• _TEXTO SELECIONADO_:
►
Mas nada disso justificaria um retrato retroverso do Brasil atual, muito menos congelado num Bentinho centenário, como estilizado no livro Leite Derramado: o preço, o epílogo previsível de uma imensa periferia-desmanche, igualmente estilizada até o osso. Outra coisa é lembrar que Roberto Schwarz, segundo ele mesmo conta, só atinou com a atualidade desnorteante de Machado depois do golpe de 1964 e seus desdobramentos inéditos, destoante dos usuais pronunciamentos militares. Pois a ditadura – militar apenas no que concerne ao trabalho sujo encomendado – inaugurou o novo tempo brasileiro regido por essa lógica com a qual estamos nos defrontando agora, a do sinal fechado num presente inesgotável, aliás profeticamente anunciado pela Tropicália, outra comissão de frente a nos levar às cordas.
Fica a charada desse auge de um inédito grã-finismo intelectual realmente inspirador, pelo menos para quem gosta de remexer em entulho. Num ensaio ainda inédito sobre o carisma pop que os anos Lula consagraram, o psicanalista Tales Ab’Sáber a certa altura sai à cata dos vínculos entre nossa atual condição de fronteira econômica vital para uma nova rodada do sistema global e a consequente participação imaginária no centro da experiência histórica contemporânea – somos inclusive um dos centros do mundo policêntrico da indústria cultural – e a patética redescoberta à direita da forma ensaio e o correspondente surto de publicações chiques a valer (como diria outra vez o saudoso Dâmaso Salcede) que “nos ensinam o quanto não sabíamos escrever como os clássicos modernos norte-americanos”. Quando Chico de Oliveira, por sua vez, resumiu na fórmula certeira, porém de exposição incerta, o enigma da era Lula, “hegemonia às avessas” – querendo dizer que o consentimento dos dominados se transformara no seu avesso: não são mais os dominados que consentem na sua própria exploração, são os capitalistas que consentem em ser politicamente conduzidos pelos dominados, desde que a “direção moral” exercida paradoxalmente por estes últimos não questione a forma da exploração capitalista –, creio que não previra a possibilidade desta variante na divisão dos trabalhos da dominação: a esquerda cuida do capital; a sociedade civil corporativa, do social; e os bancos e afins, da “direção moral” do conjunto, destacando-se pelo capricho na gestão da alta cultura. Só que este último volet da hegemonia de avesso não tem nada, mais direto impossível. É que não estávamos mais acostumados, embora se trate de floração tardia nascida de nosso flanco esquerdo.
◄
• _MATERIAL FORNECIDO_:
►
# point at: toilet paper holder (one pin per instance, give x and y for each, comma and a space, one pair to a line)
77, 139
◄
• _O QUE FAZER_:
[1] Segundo o texto selecionado, depois de que acontecimento Roberto Schwarz atinou com a atualidade desnorteante de Machado?
[2] Transcreva do texto selecionado o trecho que vai de "Mas nada disso" até "levar às cordas.".

• _RESPOSTAS_:
[1] Depois do golpe de 1964 e seus desdobramentos inéditos.

[2]
Mas nada disso justificaria um retrato retroverso do Brasil atual, muito menos congelado num Bentinho centenário, como estilizado no livro Leite Derramado: o preço, o epílogo previsível de uma imensa periferia-desmanche, igualmente estilizada até o osso. Outra coisa é lembrar que Roberto Schwarz, segundo ele mesmo conta, só atinou com a atualidade desnorteante de Machado depois do golpe de 1964 e seus desdobramentos inéditos, destoante dos usuais pronunciamentos militares. Pois a ditadura – militar apenas no que concerne ao trabalho sujo encomendado – inaugurou o novo tempo brasileiro regido por essa lógica com a qual estamos nos defrontando agora, a do sinal fechado num presente inesgotável, aliás profeticamente anunciado pela Tropicália, outra comissão de frente a nos levar às cordas.